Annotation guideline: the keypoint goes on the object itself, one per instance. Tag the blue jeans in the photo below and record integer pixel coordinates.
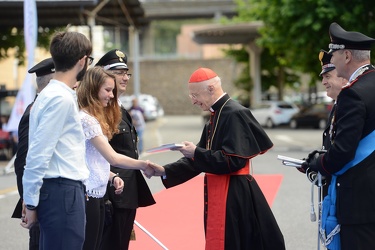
(61, 214)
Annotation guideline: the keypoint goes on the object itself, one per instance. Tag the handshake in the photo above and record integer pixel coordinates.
(153, 169)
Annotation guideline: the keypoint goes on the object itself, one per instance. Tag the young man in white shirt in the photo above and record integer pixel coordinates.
(55, 165)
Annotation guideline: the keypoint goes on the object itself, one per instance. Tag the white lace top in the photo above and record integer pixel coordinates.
(99, 167)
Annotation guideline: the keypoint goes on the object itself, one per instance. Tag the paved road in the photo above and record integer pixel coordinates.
(291, 205)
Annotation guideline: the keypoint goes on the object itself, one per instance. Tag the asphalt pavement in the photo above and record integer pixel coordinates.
(291, 206)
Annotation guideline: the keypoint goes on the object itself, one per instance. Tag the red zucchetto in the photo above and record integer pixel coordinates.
(202, 74)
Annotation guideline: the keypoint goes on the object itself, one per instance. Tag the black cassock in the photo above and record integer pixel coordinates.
(237, 215)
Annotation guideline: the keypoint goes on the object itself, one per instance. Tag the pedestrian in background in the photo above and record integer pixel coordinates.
(44, 72)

• INSTRUCTIONS FOR THE TASK
Write out all of the lines above again, requests included, with every coordinate in the answers increased by 110. Leave the pictures out.

• SOLUTION FOR THIS TASK
Annotation guideline: the keypoint goes on the object itself, one per instance. Tag the blue jeans in the photo below and record integer pixel coordinates.
(171, 324)
Annotation guideline: the keypoint goes on the object itself, one per instance. Tag the handshake in the photo above and record integer pixel coordinates.
(263, 279)
Annotation guideline: the keypoint goes on the object itself, one per instance. Tag the young man in white shirt in the photo above and record integer pixel coordinates.
(165, 275)
Annotation guideline: the keypoint goes on the object itself, one per instance. Tag the white lace top in the photo above and record integer pixel coordinates.
(209, 277)
Annotation guideline: the keypoint goes on the object itself, one per instance. Tag the paved road in the photo above and record integer pixel coordinates.
(401, 315)
Annotation guideline: the keypoint goes on the object itself, one per instance. Tag the asphalt pavement in the photo above and record integer pixel coordinates.
(401, 316)
Annotation guideline: the keypoint goes on the object itself, one per instance. Tag the red zucchetto in the photo above and record integer pixel coordinates.
(312, 184)
Annotation guideline: the keypoint goes on the object itself, one per instance. Tag the black cassock in the photo above and record integer pixel coordinates.
(347, 325)
Annotation guideline: the keypoint goes on the object itself, one per instance. Tag the pedestrian in background in the photo above and record integer pixel coordinates.
(154, 182)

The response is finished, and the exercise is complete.